▶ **Entradas de datos**
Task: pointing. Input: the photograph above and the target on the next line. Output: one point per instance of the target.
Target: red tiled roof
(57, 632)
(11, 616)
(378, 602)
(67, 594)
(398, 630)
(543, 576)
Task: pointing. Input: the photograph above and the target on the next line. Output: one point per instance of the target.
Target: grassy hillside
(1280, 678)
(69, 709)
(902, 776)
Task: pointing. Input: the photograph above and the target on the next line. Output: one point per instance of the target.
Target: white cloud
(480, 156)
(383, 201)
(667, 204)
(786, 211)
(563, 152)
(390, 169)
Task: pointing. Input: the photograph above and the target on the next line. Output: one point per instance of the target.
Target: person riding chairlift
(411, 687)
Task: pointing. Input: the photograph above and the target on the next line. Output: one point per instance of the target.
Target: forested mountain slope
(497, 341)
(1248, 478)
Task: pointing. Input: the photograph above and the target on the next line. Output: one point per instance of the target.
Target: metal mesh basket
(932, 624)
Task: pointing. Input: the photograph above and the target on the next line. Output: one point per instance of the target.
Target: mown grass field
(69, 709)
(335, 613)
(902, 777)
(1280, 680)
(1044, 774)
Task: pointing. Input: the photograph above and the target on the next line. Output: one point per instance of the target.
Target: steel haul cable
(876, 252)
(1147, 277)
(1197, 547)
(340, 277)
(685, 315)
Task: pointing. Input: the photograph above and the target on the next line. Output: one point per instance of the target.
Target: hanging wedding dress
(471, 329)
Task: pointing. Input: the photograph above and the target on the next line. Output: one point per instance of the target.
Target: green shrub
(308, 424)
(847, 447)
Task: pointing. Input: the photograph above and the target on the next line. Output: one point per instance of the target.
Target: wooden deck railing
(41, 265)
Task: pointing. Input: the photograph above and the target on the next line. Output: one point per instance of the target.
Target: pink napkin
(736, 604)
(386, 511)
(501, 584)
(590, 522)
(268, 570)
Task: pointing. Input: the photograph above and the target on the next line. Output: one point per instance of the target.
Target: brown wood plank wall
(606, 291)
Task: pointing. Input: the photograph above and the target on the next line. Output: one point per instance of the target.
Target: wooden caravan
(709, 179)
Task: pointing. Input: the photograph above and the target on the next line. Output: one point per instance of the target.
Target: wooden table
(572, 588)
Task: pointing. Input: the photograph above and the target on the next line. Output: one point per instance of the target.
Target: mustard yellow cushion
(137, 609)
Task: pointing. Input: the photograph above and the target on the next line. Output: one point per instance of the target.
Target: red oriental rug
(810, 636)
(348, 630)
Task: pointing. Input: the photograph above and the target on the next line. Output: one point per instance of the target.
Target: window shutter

▶ **Descripción de la tarea**
Extrae del material anterior cada línea en la que aparezca la palabra "wooden". Se distinguen mayúsculas y minúsculas.

▶ **Solución del ejercicio**
Target: wooden deck railing
Target: wooden caravan
Target: wooden table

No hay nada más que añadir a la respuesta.